P.G.: Das entspricht in etwa der aktuellen Tendenz. Man weiss, dass sich in der Schweiz eine gewisse Anzahl Personen aufhalten, die verfolgt werden könnten. Ich denke, die Behörden sind sich dessen bewusst und möchten diese Art von Prozess verhindern.

Darum sagen sie laut und deutlich, dass solche Menschen so schnell wie möglich ausgewiesen werden sollen. Das könnte eine gewisse präventive Wirkung haben.

Doch das reicht nicht. Wir sind dafür, dass solche Leute nicht Asyl und Zuflucht in der Schweiz erhalten. Doch falls sie sich trotzdem in der Schweiz aufhalten, dürfen die Behörden sie nicht gehen lassen.

swissinfo: Was fordert TRIAL?

P.G.: Den Willen der Strafverfolgungs-Behörden, diese Leute zu verfolgen, oder sie in ein Land auszuschaffen, das über sie richten wird. Man kann sie nicht einfach ausweisen und damit die Verantwortung im Kampf gegen Straflosigkeit abschieben.

Der Fall Kabuga ist vermutlich der Extremste. Die Schweiz hatte diesen Mann, vermutlich einer der drei oder vier Hauptverdächtigen des Genozids in Ruanda, und hat entschieden, ihn auszuweisen. Zwölf Jahre später ist er immer noch auf freiem Fuss, derzeit in Kenia. Es ist nicht sicher, ob er überhaupt einmal vor Gericht kommt.

Das war eine ganz schlimme Angelegenheit. Wie wenn Sie Mladic oder Karadzic im Land hätten, und diese ausweisen würden, statt zu verhaften. Das ist die Art von Persönlichkeit, welche die Schweiz hat ziehen lassen.

swissinfo: Also hat die Schweiz es diesmal besser gemacht?

P.G.: Alle sind sich einig, dass dieser Fall gut und gerecht durchgeführt wurde, und dass die Schweiz auf internationalem Niveau eine wichtige Rolle gespielt hat, um zu zeigen, dass es keine Straflosigkeit gibt.

swissinfo, Christian Raaflaub

Ein ruandischer Kriegsverbrecher muss die Schweiz für 15 Jahre verlassen. Das Bundesgericht hat dessen Ausweisung im September bestätigt, wie kürzlich bekannt geworden ist.

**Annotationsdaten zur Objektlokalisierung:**
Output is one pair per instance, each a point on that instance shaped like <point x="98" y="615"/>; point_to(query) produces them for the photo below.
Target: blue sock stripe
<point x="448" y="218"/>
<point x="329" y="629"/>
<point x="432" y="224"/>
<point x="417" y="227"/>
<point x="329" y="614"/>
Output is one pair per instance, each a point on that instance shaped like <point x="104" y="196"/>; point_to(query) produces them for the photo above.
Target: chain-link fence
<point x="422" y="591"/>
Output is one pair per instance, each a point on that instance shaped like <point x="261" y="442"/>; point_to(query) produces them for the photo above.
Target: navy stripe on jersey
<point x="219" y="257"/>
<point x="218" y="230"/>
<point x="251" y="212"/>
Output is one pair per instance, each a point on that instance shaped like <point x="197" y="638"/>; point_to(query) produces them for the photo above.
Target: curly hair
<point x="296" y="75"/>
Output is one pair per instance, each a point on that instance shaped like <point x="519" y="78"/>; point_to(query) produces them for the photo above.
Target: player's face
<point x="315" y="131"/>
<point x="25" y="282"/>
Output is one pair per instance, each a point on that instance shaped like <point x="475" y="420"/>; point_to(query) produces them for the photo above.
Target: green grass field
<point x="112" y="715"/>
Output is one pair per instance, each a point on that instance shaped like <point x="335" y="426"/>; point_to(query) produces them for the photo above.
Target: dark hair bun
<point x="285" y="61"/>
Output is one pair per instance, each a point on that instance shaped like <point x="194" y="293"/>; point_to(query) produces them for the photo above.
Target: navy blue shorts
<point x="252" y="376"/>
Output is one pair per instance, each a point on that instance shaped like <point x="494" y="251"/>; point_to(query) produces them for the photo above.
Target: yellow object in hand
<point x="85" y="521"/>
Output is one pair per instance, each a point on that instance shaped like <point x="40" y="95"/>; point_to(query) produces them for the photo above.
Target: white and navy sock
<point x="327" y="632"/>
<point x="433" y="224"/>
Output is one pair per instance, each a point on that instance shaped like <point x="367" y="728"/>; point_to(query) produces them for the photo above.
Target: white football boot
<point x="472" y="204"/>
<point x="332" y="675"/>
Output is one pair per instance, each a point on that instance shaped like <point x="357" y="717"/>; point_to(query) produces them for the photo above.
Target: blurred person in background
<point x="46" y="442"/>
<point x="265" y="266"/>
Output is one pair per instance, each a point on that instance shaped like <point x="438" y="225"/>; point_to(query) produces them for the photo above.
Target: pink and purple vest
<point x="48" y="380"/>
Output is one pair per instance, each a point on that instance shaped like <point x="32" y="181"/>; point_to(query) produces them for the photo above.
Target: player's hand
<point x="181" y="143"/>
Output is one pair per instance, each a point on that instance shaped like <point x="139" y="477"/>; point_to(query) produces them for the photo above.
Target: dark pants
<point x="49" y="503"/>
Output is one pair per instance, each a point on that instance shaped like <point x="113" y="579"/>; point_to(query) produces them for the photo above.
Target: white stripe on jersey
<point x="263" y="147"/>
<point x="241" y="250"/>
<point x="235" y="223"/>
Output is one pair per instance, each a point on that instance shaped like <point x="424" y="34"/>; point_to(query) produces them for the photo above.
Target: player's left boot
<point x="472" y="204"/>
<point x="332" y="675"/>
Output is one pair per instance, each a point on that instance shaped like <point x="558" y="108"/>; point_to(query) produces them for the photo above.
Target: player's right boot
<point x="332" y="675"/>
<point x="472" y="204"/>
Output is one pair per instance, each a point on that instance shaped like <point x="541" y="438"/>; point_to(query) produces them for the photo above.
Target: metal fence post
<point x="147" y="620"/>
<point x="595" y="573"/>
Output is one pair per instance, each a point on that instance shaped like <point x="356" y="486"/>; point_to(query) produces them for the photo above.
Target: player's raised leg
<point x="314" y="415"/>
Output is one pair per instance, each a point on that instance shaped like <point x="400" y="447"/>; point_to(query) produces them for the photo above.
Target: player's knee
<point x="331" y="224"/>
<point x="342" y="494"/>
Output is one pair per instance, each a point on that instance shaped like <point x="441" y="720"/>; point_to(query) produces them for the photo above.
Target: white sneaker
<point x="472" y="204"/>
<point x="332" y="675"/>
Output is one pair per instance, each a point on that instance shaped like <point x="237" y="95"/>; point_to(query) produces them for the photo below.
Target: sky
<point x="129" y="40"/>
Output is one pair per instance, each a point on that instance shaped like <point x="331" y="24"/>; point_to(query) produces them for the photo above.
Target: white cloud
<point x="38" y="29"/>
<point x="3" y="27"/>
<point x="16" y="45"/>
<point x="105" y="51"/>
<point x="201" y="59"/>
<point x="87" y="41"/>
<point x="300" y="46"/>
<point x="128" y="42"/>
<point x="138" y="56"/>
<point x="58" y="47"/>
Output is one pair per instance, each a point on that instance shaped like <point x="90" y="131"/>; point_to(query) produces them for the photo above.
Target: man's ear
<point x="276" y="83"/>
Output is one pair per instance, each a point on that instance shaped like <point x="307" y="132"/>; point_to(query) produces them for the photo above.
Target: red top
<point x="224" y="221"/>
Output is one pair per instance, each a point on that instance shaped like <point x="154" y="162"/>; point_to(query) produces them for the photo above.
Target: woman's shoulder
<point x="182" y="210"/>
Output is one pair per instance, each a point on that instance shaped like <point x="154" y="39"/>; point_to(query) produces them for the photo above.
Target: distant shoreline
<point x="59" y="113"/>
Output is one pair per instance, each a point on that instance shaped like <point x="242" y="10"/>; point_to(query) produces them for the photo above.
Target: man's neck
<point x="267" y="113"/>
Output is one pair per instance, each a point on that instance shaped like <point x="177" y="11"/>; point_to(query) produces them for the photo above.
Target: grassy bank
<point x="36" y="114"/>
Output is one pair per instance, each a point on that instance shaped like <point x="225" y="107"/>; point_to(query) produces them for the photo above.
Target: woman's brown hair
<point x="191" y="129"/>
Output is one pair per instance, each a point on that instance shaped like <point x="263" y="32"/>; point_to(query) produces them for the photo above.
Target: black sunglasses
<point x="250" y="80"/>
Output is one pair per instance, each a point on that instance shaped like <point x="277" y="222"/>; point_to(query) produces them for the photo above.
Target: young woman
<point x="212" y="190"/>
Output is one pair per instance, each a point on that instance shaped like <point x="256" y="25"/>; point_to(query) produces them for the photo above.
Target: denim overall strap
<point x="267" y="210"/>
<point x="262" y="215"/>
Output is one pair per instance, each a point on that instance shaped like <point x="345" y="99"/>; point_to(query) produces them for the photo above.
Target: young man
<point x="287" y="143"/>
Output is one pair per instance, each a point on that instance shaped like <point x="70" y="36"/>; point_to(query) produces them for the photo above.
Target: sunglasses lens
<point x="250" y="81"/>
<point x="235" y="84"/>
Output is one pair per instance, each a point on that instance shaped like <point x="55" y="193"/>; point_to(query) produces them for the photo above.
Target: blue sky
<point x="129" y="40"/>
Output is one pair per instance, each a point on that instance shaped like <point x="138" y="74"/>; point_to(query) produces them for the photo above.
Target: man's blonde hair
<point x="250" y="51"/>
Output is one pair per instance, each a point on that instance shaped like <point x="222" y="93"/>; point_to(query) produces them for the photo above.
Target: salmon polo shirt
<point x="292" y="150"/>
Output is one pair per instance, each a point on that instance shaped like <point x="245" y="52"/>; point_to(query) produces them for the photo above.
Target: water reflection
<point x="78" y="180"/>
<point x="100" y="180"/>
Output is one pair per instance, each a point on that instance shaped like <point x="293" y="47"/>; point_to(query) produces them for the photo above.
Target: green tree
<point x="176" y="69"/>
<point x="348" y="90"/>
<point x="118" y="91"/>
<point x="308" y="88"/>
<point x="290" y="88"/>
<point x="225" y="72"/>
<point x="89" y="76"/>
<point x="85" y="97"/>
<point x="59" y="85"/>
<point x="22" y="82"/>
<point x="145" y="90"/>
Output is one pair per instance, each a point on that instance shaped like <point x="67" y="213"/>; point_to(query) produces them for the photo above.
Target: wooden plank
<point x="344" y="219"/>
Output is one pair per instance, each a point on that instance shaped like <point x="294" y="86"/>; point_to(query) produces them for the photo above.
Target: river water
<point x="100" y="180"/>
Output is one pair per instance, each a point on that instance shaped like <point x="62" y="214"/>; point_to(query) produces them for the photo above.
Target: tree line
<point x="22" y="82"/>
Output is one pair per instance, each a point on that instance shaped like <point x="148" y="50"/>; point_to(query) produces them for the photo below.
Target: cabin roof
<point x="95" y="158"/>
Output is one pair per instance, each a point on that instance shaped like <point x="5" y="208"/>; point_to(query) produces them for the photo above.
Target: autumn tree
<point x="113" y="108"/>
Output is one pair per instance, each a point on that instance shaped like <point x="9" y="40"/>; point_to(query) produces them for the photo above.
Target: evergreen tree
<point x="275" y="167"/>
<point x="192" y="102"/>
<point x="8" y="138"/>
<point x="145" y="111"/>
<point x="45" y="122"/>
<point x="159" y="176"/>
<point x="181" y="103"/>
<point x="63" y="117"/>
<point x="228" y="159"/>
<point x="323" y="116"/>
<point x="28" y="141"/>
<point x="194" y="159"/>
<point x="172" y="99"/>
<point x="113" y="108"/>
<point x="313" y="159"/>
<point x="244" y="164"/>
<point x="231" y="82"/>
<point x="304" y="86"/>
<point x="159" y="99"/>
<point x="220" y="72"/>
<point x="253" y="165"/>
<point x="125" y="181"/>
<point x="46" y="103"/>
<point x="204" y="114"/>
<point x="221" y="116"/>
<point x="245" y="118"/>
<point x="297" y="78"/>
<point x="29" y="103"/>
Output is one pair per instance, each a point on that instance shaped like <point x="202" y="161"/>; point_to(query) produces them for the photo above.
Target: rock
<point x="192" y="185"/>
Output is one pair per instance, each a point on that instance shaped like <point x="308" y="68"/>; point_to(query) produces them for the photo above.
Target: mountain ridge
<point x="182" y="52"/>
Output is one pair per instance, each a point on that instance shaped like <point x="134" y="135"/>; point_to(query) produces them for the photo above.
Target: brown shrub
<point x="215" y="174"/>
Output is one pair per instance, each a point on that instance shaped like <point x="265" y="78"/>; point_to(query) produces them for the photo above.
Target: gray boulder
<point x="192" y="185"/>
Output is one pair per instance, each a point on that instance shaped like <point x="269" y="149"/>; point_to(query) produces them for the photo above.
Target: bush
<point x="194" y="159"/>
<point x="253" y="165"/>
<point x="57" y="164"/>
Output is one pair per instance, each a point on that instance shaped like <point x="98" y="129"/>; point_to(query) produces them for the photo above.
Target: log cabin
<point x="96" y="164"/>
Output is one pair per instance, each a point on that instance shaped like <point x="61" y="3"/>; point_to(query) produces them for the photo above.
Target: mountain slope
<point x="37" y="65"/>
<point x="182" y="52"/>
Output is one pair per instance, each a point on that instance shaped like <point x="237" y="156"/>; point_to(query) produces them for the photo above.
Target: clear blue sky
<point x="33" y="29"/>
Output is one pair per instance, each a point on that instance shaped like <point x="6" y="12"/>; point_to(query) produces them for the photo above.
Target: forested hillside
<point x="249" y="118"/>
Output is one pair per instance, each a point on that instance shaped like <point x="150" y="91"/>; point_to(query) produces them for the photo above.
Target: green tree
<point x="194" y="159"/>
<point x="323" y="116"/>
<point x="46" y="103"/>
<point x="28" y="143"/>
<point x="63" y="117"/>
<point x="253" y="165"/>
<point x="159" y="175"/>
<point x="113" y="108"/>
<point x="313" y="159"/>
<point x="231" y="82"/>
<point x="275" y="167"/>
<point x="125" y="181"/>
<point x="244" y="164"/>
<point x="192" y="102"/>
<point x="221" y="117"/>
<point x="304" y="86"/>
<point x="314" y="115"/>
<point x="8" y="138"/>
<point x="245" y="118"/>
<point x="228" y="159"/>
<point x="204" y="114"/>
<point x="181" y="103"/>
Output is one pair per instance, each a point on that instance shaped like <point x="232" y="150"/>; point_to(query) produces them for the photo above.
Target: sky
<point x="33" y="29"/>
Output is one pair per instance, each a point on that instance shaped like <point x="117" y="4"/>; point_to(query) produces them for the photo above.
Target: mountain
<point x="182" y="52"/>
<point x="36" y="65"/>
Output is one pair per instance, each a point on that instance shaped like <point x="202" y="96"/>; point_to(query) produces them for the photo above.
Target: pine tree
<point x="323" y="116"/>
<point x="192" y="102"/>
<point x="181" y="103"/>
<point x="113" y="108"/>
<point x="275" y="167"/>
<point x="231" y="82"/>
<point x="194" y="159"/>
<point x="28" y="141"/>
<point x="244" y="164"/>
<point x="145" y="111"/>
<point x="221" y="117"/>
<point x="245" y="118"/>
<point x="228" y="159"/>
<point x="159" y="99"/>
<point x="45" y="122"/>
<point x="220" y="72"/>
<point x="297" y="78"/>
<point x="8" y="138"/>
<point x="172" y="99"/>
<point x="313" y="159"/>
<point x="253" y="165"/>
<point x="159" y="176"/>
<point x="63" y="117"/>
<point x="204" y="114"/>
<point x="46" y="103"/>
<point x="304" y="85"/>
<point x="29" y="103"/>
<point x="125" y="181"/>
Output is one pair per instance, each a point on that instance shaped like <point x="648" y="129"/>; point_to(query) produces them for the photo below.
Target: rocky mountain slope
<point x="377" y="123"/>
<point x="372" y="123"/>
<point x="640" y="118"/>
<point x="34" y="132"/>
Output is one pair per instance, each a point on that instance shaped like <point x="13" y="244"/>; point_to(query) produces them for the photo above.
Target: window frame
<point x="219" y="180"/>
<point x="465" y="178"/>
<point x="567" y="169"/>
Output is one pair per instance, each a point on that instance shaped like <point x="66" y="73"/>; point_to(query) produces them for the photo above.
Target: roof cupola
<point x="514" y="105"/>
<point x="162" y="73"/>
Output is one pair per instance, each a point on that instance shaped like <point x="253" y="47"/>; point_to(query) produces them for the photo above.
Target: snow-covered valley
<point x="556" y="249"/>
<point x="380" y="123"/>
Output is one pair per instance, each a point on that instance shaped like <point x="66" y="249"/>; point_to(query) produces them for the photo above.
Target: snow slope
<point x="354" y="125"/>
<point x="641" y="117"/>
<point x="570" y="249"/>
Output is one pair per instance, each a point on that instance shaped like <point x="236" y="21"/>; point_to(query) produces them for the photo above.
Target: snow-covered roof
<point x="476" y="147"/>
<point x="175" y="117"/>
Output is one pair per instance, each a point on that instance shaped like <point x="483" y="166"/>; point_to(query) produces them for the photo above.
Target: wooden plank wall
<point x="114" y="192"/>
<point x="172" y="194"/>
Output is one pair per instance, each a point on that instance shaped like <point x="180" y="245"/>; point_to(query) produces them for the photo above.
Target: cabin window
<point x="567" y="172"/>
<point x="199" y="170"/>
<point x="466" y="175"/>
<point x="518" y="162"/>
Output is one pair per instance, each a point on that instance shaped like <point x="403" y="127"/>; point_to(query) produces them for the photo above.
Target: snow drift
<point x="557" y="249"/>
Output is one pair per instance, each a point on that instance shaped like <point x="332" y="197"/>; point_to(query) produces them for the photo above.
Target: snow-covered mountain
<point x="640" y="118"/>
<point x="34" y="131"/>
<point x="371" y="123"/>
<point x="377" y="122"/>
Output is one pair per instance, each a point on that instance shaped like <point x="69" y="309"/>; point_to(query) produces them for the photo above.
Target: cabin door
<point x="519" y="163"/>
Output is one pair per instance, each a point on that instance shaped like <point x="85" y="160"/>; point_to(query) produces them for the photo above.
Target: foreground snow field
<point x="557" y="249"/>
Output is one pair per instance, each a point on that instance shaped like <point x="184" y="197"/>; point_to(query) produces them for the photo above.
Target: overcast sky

**Aufgabe A:** Fasse den Text über mutmaßliche Kriegsverbrecher in der Schweiz in zwei Sätzen zusammen.
**Aufgabe B:** Setze den Text über mutmaßliche Kriegsverbrecher in der Schweiz nach seinem letzten Satz fort.

**Lösung A:** P.G. verlangt, dass die Behörden solche Personen in der Schweiz nicht einfach ausweisen, sondern sie verfolgen oder in ein Land ausschaffen, das über sie richten wird. Als extremsten Fall nennt P.G. Kabuga, der vermutlich zu den Hauptverdächtigen des Genozids in Ruanda gehört, von der Schweiz ausgewiesen wurde und zwölf Jahre später noch auf freiem Fuss ist, während der aktuelle Fall nach P.G. gut und gerecht durchgeführt wurde.

**Lösung B:**
Der 42-jährige Hutu war 2000 vom Militärappellations-Gericht zu 14 Jahren Zuchthaus verurteilt worden. Nach Anrechnung von rund 4 Jahren Untersuchungshaft wurde er im Dezember 2005 bedingt entlassen.

Der frühere Bürgermeister des Dorfes Mushubati war 1994 geflüchtet und hatte mit seiner Familie in der Schweiz Asyl erhalten. Die Militärrichter hatten ihn für schuldig befunden, seine Untergebenen zu Massakern gegen Tutsis aufgerufen zu haben.

Der Fall war das erste Verfahren wegen des ruandischen Genozids, das vor einem nicht-ruandischen Gericht mit einer Verurteilung endete. Erstmals wurde damit eine Person vor einem Schweizer Gericht wegen Verletzung des humanitären Völkerrechts verurteilt.

“Track Impunity Always” ist die Schweizerische Gesellschaft gegen Straflosigkeit in Genf.

Sie versteht sich als Teil einer weltweiten Dynamik, die sich zum Ziel gesetzt hat, die Verfolgung von schweren Verbrechen gegen die Menschlichkeit einzufordern.

Die Organisation bietet auf ihrer Website eine umfassende Datenbank mit über 400 verurteilten, verdächtigten und flüchtigen Kriegsverbrechern aus den verschiedensten Konflikten dieser Welt.